▶ [Objective]
Report each line of the listing below that contains the string "peak", treating uppercase and lowercase as different.

(Records from a data collection)
::::::

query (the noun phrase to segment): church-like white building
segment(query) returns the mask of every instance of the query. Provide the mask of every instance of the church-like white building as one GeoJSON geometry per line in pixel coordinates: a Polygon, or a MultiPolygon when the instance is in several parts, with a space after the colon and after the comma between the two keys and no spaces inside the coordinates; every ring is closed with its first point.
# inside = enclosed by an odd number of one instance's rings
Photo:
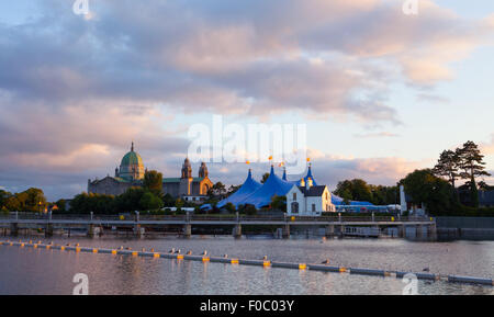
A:
{"type": "Polygon", "coordinates": [[[321,216],[322,213],[336,212],[332,193],[326,185],[313,185],[311,178],[300,185],[293,184],[287,193],[287,214],[290,216],[321,216]]]}

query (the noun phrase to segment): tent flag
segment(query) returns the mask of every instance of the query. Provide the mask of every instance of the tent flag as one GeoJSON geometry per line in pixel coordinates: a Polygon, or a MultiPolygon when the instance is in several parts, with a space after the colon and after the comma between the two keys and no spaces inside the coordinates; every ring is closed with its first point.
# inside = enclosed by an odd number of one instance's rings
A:
{"type": "Polygon", "coordinates": [[[283,181],[274,174],[274,167],[271,165],[271,172],[262,186],[238,202],[238,204],[250,204],[256,208],[260,208],[269,205],[274,195],[284,196],[292,186],[293,183],[283,181]]]}

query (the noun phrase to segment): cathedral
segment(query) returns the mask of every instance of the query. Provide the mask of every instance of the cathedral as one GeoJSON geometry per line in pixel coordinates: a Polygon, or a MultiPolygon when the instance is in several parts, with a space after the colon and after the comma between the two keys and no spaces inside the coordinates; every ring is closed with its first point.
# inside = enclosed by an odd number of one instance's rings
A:
{"type": "MultiPolygon", "coordinates": [[[[142,186],[144,173],[146,172],[141,156],[134,150],[132,143],[131,151],[127,152],[115,169],[114,177],[105,177],[102,180],[88,180],[88,193],[106,195],[120,195],[133,186],[142,186]]],[[[173,197],[181,197],[186,201],[204,201],[207,191],[213,186],[204,162],[199,168],[199,176],[192,177],[192,167],[189,158],[186,158],[179,178],[164,178],[162,192],[173,197]]]]}

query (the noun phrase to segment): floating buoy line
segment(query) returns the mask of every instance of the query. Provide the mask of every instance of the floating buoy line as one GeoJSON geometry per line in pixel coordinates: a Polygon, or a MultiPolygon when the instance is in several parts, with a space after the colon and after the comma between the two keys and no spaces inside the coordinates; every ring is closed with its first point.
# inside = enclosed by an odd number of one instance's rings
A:
{"type": "Polygon", "coordinates": [[[207,251],[202,254],[193,256],[192,251],[188,251],[186,254],[181,254],[173,250],[173,252],[155,252],[155,249],[146,251],[142,249],[141,251],[132,250],[132,248],[120,247],[117,249],[104,249],[104,248],[89,248],[80,247],[79,244],[66,246],[54,245],[53,242],[46,245],[42,241],[33,242],[32,240],[24,241],[0,241],[0,246],[11,246],[11,247],[30,247],[34,249],[47,249],[47,250],[60,250],[60,251],[75,251],[75,252],[89,252],[89,253],[108,253],[108,254],[122,254],[132,257],[149,257],[149,258],[164,258],[164,259],[176,259],[176,260],[187,260],[187,261],[200,261],[200,262],[217,262],[217,263],[228,263],[236,265],[258,265],[263,268],[281,268],[281,269],[296,269],[296,270],[311,270],[311,271],[322,271],[322,272],[336,272],[346,274],[360,274],[360,275],[374,275],[374,276],[386,276],[402,279],[406,274],[415,274],[418,280],[427,281],[445,281],[451,283],[464,283],[464,284],[480,284],[494,286],[494,281],[492,279],[484,278],[473,278],[473,276],[459,276],[459,275],[441,275],[434,273],[414,273],[414,272],[401,272],[401,271],[386,271],[386,270],[375,270],[375,269],[362,269],[362,268],[345,268],[345,267],[332,267],[327,265],[329,260],[325,260],[322,264],[310,264],[310,263],[290,263],[290,262],[276,262],[268,260],[265,256],[261,260],[246,260],[238,258],[228,258],[226,254],[223,257],[210,257],[207,251]]]}

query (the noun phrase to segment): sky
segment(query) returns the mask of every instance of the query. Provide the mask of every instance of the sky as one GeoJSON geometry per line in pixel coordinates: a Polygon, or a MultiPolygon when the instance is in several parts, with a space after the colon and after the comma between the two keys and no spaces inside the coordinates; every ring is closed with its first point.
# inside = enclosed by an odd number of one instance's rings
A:
{"type": "MultiPolygon", "coordinates": [[[[131,141],[178,177],[189,128],[213,114],[306,124],[330,190],[395,184],[467,140],[494,171],[494,1],[418,0],[416,15],[403,2],[89,0],[78,15],[69,0],[2,1],[0,188],[71,197],[131,141]]],[[[247,167],[209,170],[239,184],[247,167]]]]}

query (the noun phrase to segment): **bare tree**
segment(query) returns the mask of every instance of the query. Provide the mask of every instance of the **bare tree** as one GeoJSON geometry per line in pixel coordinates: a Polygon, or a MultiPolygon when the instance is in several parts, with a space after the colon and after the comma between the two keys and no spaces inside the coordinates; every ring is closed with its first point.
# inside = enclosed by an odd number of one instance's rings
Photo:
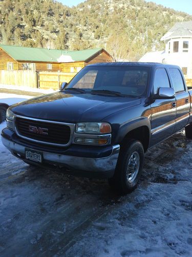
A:
{"type": "Polygon", "coordinates": [[[114,35],[106,43],[106,49],[114,62],[127,60],[129,54],[128,42],[124,35],[114,35]]]}

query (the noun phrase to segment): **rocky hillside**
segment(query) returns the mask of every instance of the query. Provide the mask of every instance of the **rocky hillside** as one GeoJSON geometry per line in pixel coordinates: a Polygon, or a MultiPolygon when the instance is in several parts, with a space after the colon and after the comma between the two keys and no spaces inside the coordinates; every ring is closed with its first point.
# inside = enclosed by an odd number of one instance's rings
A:
{"type": "Polygon", "coordinates": [[[137,60],[163,49],[160,39],[175,22],[191,20],[144,0],[88,0],[72,8],[53,0],[0,0],[0,43],[71,50],[104,47],[137,60]]]}

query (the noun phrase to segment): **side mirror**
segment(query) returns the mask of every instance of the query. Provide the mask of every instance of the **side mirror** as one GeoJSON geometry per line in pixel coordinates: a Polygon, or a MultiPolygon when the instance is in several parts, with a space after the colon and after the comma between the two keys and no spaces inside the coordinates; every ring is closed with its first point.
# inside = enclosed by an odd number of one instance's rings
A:
{"type": "Polygon", "coordinates": [[[61,84],[60,85],[60,87],[59,87],[59,91],[62,91],[63,90],[65,87],[67,86],[68,83],[67,82],[62,82],[61,84]]]}
{"type": "Polygon", "coordinates": [[[175,97],[175,90],[171,87],[159,87],[158,93],[155,96],[156,99],[171,99],[175,97]]]}

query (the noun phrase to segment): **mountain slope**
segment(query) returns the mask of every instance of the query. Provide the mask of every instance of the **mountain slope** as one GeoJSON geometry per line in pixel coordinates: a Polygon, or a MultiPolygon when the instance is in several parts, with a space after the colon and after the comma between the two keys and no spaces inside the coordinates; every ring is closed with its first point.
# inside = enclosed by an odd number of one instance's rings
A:
{"type": "Polygon", "coordinates": [[[88,0],[72,8],[52,0],[1,0],[0,43],[110,51],[116,41],[124,58],[137,60],[163,49],[160,39],[175,22],[191,20],[144,0],[88,0]]]}

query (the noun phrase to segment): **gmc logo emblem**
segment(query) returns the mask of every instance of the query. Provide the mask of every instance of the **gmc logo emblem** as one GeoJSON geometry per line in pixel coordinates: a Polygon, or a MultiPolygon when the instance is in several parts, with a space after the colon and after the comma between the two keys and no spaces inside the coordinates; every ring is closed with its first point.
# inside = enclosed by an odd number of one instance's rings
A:
{"type": "Polygon", "coordinates": [[[39,134],[40,135],[48,135],[48,129],[44,127],[37,127],[34,126],[29,126],[29,131],[32,133],[39,134]]]}

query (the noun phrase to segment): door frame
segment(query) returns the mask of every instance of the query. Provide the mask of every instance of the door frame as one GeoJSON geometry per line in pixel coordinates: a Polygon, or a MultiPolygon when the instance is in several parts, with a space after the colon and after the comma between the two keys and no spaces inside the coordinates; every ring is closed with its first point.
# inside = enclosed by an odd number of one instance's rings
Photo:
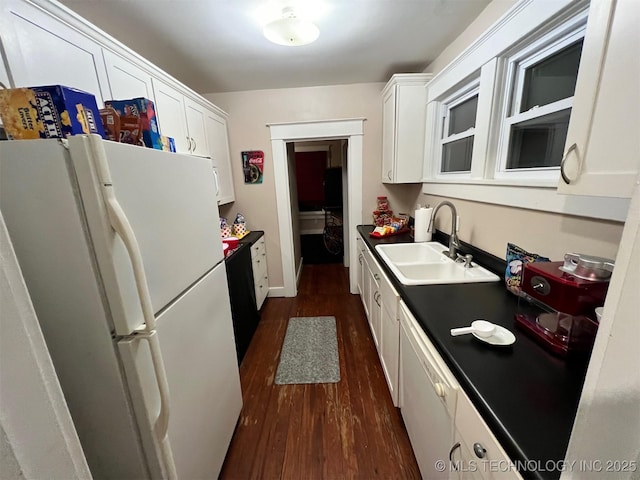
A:
{"type": "MultiPolygon", "coordinates": [[[[293,230],[291,228],[291,193],[287,165],[287,143],[347,139],[347,215],[345,216],[344,246],[348,255],[345,265],[357,263],[356,226],[362,223],[362,136],[364,118],[344,120],[318,120],[309,122],[269,123],[273,174],[278,209],[280,252],[282,256],[282,296],[295,297],[298,293],[295,258],[293,258],[293,230]]],[[[344,166],[343,166],[344,168],[344,166]]],[[[357,292],[357,274],[349,269],[349,289],[357,292]]]]}

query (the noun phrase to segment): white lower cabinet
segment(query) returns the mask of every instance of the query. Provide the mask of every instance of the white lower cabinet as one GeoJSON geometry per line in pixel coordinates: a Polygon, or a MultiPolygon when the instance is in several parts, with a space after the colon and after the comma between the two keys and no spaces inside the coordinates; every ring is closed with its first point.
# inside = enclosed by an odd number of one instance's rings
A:
{"type": "Polygon", "coordinates": [[[398,322],[399,295],[382,271],[369,249],[359,239],[363,249],[358,256],[358,282],[362,284],[362,302],[378,349],[393,404],[398,406],[398,368],[400,355],[400,324],[398,322]]]}
{"type": "Polygon", "coordinates": [[[422,478],[446,480],[458,383],[400,303],[400,411],[422,478]]]}
{"type": "Polygon", "coordinates": [[[363,277],[363,270],[364,270],[364,249],[366,247],[364,246],[364,240],[362,240],[362,238],[360,236],[358,236],[356,238],[356,252],[358,253],[358,265],[356,265],[356,268],[358,269],[357,272],[357,278],[358,278],[358,293],[360,293],[360,298],[362,298],[363,295],[363,285],[362,285],[362,277],[363,277]]]}
{"type": "Polygon", "coordinates": [[[267,249],[264,235],[251,245],[251,267],[253,269],[253,285],[256,290],[256,306],[262,307],[269,292],[269,274],[267,272],[267,249]]]}
{"type": "Polygon", "coordinates": [[[451,459],[457,470],[453,478],[517,480],[521,475],[491,433],[469,397],[460,391],[455,416],[456,443],[451,459]]]}
{"type": "Polygon", "coordinates": [[[365,252],[368,268],[369,296],[369,327],[373,335],[373,342],[376,344],[378,354],[380,354],[380,320],[382,318],[382,295],[380,294],[380,267],[378,262],[369,250],[365,252]]]}

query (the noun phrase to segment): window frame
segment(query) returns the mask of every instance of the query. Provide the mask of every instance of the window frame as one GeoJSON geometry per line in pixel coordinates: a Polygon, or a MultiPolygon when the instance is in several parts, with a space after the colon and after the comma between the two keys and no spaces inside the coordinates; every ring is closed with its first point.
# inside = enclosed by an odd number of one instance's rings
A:
{"type": "MultiPolygon", "coordinates": [[[[453,172],[443,172],[442,164],[443,158],[442,155],[444,153],[444,146],[448,143],[455,142],[457,140],[462,140],[469,137],[474,137],[475,143],[475,134],[476,134],[476,123],[478,121],[478,107],[476,107],[476,118],[474,122],[474,126],[465,130],[464,132],[454,133],[452,135],[446,135],[446,132],[449,131],[449,123],[451,119],[451,110],[455,107],[463,104],[467,100],[477,96],[478,101],[480,100],[480,78],[474,78],[471,81],[465,82],[462,87],[457,88],[455,91],[450,93],[447,98],[445,98],[442,102],[439,102],[439,113],[438,113],[438,141],[437,148],[435,151],[435,155],[438,160],[434,162],[435,171],[434,175],[436,178],[442,179],[452,179],[452,178],[471,178],[472,169],[473,169],[473,150],[471,153],[471,167],[469,170],[460,170],[453,172]]],[[[474,145],[475,149],[475,145],[474,145]]]]}
{"type": "MultiPolygon", "coordinates": [[[[514,49],[505,55],[504,65],[504,95],[501,99],[502,108],[499,113],[499,134],[496,147],[496,165],[492,178],[495,180],[515,180],[526,184],[527,181],[535,183],[548,183],[549,186],[557,186],[560,178],[560,166],[554,167],[529,167],[507,169],[509,160],[509,143],[511,141],[511,128],[536,118],[559,113],[573,106],[573,96],[555,102],[534,106],[524,112],[519,112],[522,102],[524,81],[527,68],[559,53],[564,48],[584,40],[586,31],[587,12],[575,15],[568,21],[538,37],[535,41],[514,49]]],[[[494,118],[498,112],[492,114],[494,118]]]]}
{"type": "MultiPolygon", "coordinates": [[[[574,19],[586,18],[588,0],[525,0],[517,2],[497,22],[433,76],[427,84],[426,135],[422,192],[516,208],[624,221],[629,199],[558,195],[558,181],[530,177],[494,178],[500,112],[505,81],[505,57],[533,45],[574,19]],[[476,116],[471,178],[438,176],[440,168],[439,104],[461,79],[478,76],[480,95],[476,116]]],[[[583,53],[584,55],[584,53],[583,53]]]]}

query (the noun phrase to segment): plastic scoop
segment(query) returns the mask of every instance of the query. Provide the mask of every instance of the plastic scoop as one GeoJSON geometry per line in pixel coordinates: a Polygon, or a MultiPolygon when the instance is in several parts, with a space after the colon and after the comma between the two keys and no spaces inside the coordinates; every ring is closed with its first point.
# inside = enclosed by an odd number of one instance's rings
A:
{"type": "Polygon", "coordinates": [[[470,327],[452,328],[451,336],[456,337],[466,333],[475,333],[479,337],[487,338],[493,335],[495,330],[496,326],[491,322],[487,322],[486,320],[474,320],[471,322],[470,327]]]}

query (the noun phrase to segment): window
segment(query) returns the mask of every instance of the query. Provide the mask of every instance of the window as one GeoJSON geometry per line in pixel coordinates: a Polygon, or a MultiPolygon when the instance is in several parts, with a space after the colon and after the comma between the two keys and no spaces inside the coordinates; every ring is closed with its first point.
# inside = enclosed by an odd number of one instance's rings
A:
{"type": "Polygon", "coordinates": [[[478,110],[477,83],[464,92],[458,91],[442,104],[441,174],[471,171],[478,110]]]}
{"type": "Polygon", "coordinates": [[[584,26],[543,38],[509,61],[501,162],[496,178],[554,179],[562,161],[582,53],[584,26]]]}

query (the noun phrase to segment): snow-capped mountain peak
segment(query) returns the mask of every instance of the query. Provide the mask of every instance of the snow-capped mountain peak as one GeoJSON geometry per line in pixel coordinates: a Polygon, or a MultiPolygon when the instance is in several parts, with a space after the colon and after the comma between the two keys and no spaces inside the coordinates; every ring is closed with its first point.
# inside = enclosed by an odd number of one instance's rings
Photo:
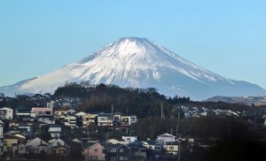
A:
{"type": "Polygon", "coordinates": [[[0,92],[12,89],[17,93],[52,93],[66,81],[84,80],[90,84],[153,87],[167,96],[179,95],[195,99],[216,95],[266,93],[258,86],[211,73],[160,44],[138,37],[121,38],[79,61],[19,85],[2,88],[0,92]],[[248,90],[245,90],[246,88],[248,90]]]}

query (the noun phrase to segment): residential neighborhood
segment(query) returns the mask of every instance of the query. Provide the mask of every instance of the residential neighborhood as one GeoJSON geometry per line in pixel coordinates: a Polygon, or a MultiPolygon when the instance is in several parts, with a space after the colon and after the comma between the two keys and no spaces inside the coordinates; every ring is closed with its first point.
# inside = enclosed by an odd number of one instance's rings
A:
{"type": "MultiPolygon", "coordinates": [[[[166,118],[163,106],[158,111],[159,117],[139,118],[138,113],[121,112],[113,105],[108,107],[109,112],[82,111],[79,108],[82,102],[79,98],[52,98],[38,94],[27,99],[29,105],[19,103],[19,106],[0,108],[0,158],[84,161],[195,158],[195,155],[215,150],[224,137],[223,134],[202,136],[193,132],[200,127],[190,131],[193,123],[186,121],[225,119],[230,127],[229,119],[240,119],[246,120],[257,134],[264,134],[266,127],[265,111],[262,110],[178,104],[171,109],[176,118],[166,118]],[[168,125],[170,128],[165,127],[168,125]]],[[[6,100],[14,102],[11,97],[6,100]]],[[[226,133],[231,135],[233,129],[230,127],[226,133]]]]}

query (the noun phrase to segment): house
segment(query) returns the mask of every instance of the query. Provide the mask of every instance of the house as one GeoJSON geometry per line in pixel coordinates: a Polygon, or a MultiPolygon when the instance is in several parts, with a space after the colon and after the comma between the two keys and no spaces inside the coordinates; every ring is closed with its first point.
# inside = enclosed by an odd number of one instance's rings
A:
{"type": "Polygon", "coordinates": [[[53,117],[40,116],[37,120],[45,124],[55,124],[55,119],[53,117]]]}
{"type": "Polygon", "coordinates": [[[49,146],[47,147],[47,150],[48,154],[50,155],[70,155],[70,146],[61,139],[52,139],[49,141],[49,146]]]}
{"type": "Polygon", "coordinates": [[[107,142],[112,144],[123,144],[123,145],[127,145],[129,143],[129,142],[126,142],[123,139],[108,139],[107,142]]]}
{"type": "Polygon", "coordinates": [[[70,107],[60,107],[56,108],[54,110],[54,115],[55,116],[60,116],[60,115],[66,115],[68,114],[67,111],[70,110],[70,107]]]}
{"type": "Polygon", "coordinates": [[[107,145],[107,160],[130,160],[131,148],[127,145],[121,144],[110,144],[107,145]]]}
{"type": "Polygon", "coordinates": [[[80,111],[80,112],[77,112],[75,113],[74,115],[76,117],[83,117],[84,115],[86,115],[87,113],[83,112],[83,111],[80,111]]]}
{"type": "Polygon", "coordinates": [[[82,126],[86,127],[88,126],[96,126],[97,125],[97,114],[86,114],[82,117],[82,126]]]}
{"type": "Polygon", "coordinates": [[[122,139],[129,143],[134,142],[137,141],[137,136],[122,136],[122,139]]]}
{"type": "Polygon", "coordinates": [[[143,146],[146,147],[147,150],[152,150],[154,152],[160,152],[163,149],[163,142],[157,140],[157,141],[153,141],[153,140],[147,140],[145,142],[143,142],[143,146]]]}
{"type": "Polygon", "coordinates": [[[66,111],[66,114],[68,114],[68,115],[74,115],[74,114],[75,114],[75,110],[74,110],[74,109],[69,109],[69,110],[66,111]]]}
{"type": "Polygon", "coordinates": [[[48,133],[51,138],[60,138],[61,131],[61,126],[57,124],[49,125],[48,133]]]}
{"type": "Polygon", "coordinates": [[[130,126],[137,122],[137,116],[135,115],[125,115],[122,113],[113,114],[113,124],[116,126],[130,126]]]}
{"type": "Polygon", "coordinates": [[[121,115],[121,126],[131,126],[137,122],[137,116],[135,115],[121,115]]]}
{"type": "Polygon", "coordinates": [[[112,113],[100,113],[98,115],[98,126],[113,126],[113,114],[112,113]]]}
{"type": "Polygon", "coordinates": [[[14,149],[13,147],[19,144],[18,137],[12,135],[5,135],[4,137],[4,151],[8,152],[10,154],[15,153],[17,147],[14,149]]]}
{"type": "Polygon", "coordinates": [[[46,104],[46,107],[47,107],[47,108],[54,108],[54,103],[53,103],[53,102],[47,103],[47,104],[46,104]]]}
{"type": "Polygon", "coordinates": [[[66,126],[74,128],[76,126],[76,117],[74,115],[67,115],[65,117],[64,124],[66,126]]]}
{"type": "Polygon", "coordinates": [[[33,107],[31,109],[31,115],[35,118],[38,118],[40,116],[52,116],[52,108],[33,107]]]}
{"type": "Polygon", "coordinates": [[[20,118],[22,116],[30,116],[30,110],[27,108],[20,107],[16,109],[15,114],[17,118],[20,118]]]}
{"type": "Polygon", "coordinates": [[[134,142],[128,145],[131,148],[131,155],[133,160],[146,160],[147,149],[143,146],[142,142],[134,142]]]}
{"type": "Polygon", "coordinates": [[[27,137],[32,137],[33,136],[34,132],[33,132],[33,126],[32,125],[21,123],[21,124],[19,124],[18,128],[19,129],[25,129],[26,130],[25,134],[26,134],[27,137]]]}
{"type": "Polygon", "coordinates": [[[0,109],[0,119],[12,119],[13,109],[3,107],[0,109]]]}
{"type": "Polygon", "coordinates": [[[97,142],[89,145],[83,150],[84,160],[105,160],[106,154],[104,153],[104,147],[97,142]]]}
{"type": "Polygon", "coordinates": [[[42,139],[35,137],[35,139],[29,140],[26,143],[27,153],[31,154],[41,154],[43,152],[47,153],[48,143],[42,139]]]}
{"type": "Polygon", "coordinates": [[[54,116],[55,119],[59,123],[59,124],[65,124],[65,118],[66,115],[60,115],[60,116],[54,116]]]}
{"type": "Polygon", "coordinates": [[[35,118],[31,117],[31,116],[20,116],[20,119],[22,119],[23,122],[34,122],[35,121],[35,118]]]}
{"type": "Polygon", "coordinates": [[[168,134],[168,133],[157,136],[157,140],[162,141],[164,143],[173,142],[175,142],[175,138],[176,138],[176,136],[174,136],[170,134],[168,134]]]}
{"type": "Polygon", "coordinates": [[[165,145],[165,150],[168,154],[177,155],[178,153],[178,142],[174,142],[171,143],[167,143],[165,145]]]}
{"type": "Polygon", "coordinates": [[[24,155],[27,154],[27,146],[25,143],[20,143],[18,145],[18,154],[19,155],[24,155]]]}

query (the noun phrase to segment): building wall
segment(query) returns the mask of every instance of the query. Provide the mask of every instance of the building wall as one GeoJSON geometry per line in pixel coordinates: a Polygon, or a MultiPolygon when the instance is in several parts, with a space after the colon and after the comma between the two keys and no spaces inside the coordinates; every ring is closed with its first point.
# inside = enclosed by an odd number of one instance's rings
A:
{"type": "Polygon", "coordinates": [[[105,158],[105,154],[103,153],[103,150],[104,148],[97,143],[95,146],[92,146],[89,149],[89,151],[88,151],[88,149],[86,149],[84,150],[84,159],[85,160],[88,160],[88,152],[89,152],[89,157],[90,157],[90,160],[91,159],[95,159],[95,160],[104,160],[105,158]]]}
{"type": "Polygon", "coordinates": [[[13,119],[13,110],[7,107],[3,107],[0,109],[0,118],[3,119],[13,119]]]}
{"type": "Polygon", "coordinates": [[[34,107],[32,108],[32,112],[35,113],[35,117],[39,116],[52,116],[52,108],[42,108],[42,107],[34,107]]]}

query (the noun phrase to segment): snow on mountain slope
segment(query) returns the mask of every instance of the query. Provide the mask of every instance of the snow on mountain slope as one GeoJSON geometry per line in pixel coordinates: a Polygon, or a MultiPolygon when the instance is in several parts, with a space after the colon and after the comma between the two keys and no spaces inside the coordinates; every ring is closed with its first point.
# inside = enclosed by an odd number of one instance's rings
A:
{"type": "Polygon", "coordinates": [[[83,59],[45,75],[0,88],[6,95],[52,93],[66,81],[150,88],[166,96],[203,99],[216,95],[259,96],[259,86],[226,79],[200,67],[145,38],[125,37],[83,59]]]}

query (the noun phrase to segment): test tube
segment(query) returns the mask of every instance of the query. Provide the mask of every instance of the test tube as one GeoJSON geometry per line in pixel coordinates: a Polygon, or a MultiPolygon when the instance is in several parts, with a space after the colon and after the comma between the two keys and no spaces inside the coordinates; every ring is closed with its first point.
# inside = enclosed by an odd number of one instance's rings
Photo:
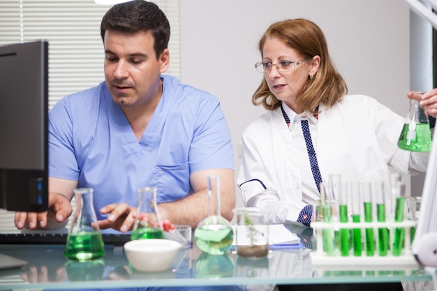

::::::

▶ [Correct response]
query (the noun phrase to segment): snow-capped mountain peak
segment(query) returns the mask of every instance of the query. Provide the mask of every instance of the snow-capped mountain peak as one GeoJSON geometry per line in pixel coordinates: a Polygon, or a MultiPolygon when the instance is in several parts, with a space after the colon and after the comma between the two keys and no spaces inside the coordinates; every ring is closed with its first point.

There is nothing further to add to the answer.